**Problem:**
Print exactly the lines from the one containing "Consider the photo above. Spot each instance of the brick" through the last line of the listing, both included.
%%
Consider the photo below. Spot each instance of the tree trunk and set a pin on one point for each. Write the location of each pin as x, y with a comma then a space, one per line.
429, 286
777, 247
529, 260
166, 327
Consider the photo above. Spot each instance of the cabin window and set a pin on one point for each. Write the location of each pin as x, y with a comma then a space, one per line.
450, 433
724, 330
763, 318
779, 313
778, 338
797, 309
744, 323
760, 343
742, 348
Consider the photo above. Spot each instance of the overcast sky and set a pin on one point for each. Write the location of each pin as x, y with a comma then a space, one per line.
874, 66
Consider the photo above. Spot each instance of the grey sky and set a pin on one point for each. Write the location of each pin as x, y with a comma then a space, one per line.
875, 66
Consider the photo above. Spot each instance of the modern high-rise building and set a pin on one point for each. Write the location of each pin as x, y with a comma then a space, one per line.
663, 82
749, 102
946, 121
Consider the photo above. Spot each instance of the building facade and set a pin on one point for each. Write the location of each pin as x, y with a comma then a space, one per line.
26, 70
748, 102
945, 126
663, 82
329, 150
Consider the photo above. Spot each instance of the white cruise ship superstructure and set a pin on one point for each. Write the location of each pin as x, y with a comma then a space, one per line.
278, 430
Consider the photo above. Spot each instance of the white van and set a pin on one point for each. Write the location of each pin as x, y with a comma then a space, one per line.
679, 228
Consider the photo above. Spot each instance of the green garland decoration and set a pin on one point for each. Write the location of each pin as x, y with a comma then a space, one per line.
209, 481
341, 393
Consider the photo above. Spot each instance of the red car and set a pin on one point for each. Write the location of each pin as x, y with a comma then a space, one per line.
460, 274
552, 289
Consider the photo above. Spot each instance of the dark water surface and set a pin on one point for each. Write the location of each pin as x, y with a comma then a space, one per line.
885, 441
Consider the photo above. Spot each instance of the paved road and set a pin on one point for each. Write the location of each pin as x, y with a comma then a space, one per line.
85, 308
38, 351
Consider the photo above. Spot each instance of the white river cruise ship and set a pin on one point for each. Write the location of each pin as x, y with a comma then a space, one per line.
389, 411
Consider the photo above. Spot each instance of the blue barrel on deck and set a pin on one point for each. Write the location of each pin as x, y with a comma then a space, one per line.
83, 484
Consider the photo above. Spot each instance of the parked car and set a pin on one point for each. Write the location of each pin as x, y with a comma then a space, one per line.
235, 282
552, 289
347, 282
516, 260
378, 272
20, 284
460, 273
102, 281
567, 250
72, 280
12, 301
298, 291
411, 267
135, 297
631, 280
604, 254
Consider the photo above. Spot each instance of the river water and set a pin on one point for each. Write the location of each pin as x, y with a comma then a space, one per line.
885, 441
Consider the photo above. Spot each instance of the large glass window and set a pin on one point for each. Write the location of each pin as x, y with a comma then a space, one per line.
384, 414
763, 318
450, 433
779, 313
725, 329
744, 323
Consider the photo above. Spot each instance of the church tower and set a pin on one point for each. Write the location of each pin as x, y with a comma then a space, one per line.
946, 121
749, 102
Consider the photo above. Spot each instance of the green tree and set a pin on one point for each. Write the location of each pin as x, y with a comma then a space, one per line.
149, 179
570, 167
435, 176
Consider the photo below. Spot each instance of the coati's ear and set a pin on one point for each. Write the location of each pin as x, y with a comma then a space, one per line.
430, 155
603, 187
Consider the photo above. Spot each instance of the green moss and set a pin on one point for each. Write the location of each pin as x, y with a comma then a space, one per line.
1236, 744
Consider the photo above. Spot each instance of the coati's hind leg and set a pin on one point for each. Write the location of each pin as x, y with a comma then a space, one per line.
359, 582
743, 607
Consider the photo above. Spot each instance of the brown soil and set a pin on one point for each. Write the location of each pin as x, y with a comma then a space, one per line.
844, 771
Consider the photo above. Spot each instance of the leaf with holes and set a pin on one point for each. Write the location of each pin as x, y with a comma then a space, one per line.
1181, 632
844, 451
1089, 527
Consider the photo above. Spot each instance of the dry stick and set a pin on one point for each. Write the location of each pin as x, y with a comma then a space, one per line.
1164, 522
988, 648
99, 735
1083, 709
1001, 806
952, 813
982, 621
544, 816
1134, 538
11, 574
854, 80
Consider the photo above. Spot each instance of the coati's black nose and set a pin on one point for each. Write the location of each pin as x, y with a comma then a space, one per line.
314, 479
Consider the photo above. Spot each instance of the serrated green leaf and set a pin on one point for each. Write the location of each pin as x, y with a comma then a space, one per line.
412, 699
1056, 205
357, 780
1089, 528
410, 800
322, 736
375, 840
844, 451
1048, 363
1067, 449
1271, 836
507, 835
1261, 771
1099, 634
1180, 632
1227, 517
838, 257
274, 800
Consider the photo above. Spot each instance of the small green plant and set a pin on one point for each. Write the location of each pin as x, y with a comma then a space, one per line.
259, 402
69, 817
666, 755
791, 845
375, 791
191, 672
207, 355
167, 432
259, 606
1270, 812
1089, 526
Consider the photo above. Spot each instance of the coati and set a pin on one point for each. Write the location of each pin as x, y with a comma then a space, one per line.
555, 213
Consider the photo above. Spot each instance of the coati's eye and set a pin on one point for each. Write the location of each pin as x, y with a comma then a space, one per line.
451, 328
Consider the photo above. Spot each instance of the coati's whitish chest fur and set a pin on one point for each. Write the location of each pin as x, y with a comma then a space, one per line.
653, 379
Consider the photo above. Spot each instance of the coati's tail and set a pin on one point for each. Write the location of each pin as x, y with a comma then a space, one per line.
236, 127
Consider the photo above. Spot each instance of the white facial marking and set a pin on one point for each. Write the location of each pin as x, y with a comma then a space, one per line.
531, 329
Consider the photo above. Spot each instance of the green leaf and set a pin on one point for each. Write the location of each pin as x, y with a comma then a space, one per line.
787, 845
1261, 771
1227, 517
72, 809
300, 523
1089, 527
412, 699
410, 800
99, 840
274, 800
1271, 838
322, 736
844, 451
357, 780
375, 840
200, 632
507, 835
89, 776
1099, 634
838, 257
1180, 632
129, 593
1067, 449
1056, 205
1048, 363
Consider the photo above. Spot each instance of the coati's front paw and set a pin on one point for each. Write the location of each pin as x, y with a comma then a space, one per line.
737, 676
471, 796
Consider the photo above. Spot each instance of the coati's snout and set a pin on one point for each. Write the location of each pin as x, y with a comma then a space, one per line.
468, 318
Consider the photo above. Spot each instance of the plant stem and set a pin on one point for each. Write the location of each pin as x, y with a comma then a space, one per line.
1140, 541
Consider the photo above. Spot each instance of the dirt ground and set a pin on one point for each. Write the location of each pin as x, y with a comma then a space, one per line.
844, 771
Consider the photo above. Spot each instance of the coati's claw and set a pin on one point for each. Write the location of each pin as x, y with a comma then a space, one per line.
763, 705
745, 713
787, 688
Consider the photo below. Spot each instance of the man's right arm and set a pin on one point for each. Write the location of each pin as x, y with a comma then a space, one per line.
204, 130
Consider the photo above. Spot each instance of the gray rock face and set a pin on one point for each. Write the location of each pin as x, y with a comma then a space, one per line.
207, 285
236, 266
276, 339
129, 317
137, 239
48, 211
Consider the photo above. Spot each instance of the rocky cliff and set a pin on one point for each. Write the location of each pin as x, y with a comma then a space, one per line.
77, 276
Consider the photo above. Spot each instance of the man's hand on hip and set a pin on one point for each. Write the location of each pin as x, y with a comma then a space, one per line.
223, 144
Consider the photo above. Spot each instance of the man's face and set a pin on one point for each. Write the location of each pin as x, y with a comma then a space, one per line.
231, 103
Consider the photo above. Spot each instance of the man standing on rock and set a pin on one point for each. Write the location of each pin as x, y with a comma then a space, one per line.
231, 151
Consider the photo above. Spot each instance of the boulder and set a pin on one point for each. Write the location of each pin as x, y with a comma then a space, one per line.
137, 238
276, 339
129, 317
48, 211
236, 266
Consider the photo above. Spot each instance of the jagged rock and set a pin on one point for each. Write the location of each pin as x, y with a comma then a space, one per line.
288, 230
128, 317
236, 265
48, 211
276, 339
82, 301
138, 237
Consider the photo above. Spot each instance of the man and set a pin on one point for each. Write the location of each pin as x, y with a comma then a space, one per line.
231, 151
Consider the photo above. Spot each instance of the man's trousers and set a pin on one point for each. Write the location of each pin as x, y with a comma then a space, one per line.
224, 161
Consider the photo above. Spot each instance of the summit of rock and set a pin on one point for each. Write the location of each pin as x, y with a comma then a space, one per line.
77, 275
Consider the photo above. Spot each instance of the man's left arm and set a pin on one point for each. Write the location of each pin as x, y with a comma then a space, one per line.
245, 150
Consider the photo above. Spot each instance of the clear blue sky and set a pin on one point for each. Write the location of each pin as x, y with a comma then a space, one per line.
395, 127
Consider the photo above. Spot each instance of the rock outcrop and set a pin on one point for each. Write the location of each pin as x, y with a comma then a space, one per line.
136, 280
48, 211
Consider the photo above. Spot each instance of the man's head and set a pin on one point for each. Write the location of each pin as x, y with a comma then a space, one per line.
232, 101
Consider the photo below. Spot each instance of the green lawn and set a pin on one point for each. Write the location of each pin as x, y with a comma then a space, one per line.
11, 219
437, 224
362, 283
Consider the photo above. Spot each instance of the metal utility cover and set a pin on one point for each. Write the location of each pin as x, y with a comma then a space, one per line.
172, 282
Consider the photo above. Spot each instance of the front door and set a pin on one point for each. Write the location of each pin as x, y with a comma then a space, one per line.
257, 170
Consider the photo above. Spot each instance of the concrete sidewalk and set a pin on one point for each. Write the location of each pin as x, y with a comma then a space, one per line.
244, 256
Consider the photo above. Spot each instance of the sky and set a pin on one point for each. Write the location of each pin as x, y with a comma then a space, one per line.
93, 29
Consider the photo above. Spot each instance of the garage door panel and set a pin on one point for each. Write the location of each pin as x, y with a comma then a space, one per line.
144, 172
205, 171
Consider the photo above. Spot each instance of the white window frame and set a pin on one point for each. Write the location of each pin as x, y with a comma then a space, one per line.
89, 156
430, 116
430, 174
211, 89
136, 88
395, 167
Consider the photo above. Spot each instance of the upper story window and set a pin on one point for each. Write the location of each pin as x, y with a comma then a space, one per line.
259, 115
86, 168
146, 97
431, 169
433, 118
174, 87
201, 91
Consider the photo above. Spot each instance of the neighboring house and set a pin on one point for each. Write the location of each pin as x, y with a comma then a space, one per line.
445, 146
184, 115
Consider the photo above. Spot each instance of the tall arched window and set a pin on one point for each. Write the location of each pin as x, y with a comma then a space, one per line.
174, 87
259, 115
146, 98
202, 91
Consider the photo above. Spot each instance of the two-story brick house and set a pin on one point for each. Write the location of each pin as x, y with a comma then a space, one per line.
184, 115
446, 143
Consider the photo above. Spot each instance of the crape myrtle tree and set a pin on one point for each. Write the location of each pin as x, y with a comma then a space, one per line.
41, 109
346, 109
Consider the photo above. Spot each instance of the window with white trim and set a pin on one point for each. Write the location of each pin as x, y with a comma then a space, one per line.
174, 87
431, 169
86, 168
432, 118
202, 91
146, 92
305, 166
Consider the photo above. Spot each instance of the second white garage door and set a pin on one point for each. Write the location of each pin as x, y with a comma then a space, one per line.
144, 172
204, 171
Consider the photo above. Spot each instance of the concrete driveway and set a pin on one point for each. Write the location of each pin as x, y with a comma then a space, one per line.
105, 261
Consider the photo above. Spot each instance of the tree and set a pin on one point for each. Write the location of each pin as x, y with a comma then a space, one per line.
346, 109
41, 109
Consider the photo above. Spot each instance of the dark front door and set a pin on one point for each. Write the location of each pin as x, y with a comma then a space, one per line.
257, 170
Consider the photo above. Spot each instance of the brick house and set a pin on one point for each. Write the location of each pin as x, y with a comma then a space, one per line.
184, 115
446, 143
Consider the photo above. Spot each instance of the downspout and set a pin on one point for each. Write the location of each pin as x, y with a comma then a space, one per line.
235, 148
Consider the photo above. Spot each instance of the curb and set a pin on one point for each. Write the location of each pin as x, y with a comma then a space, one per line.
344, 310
%%
**Result:**
Consider the photo above. Spot each instance of the brick house and set a pin on one point for each. Write the location of each pin as x, y with a comma then a space, one per line.
184, 115
446, 143
Consider the photo above. Spot each instance of the downspout and set a pin on one point for each. Write the location of each pin as x, y with a comma then a space, one per line.
235, 148
Consider the photo above. Spot each instance of the curb and set a pin on one point for each. Write the location of each pin as x, y with a comma then a space, one per line.
344, 310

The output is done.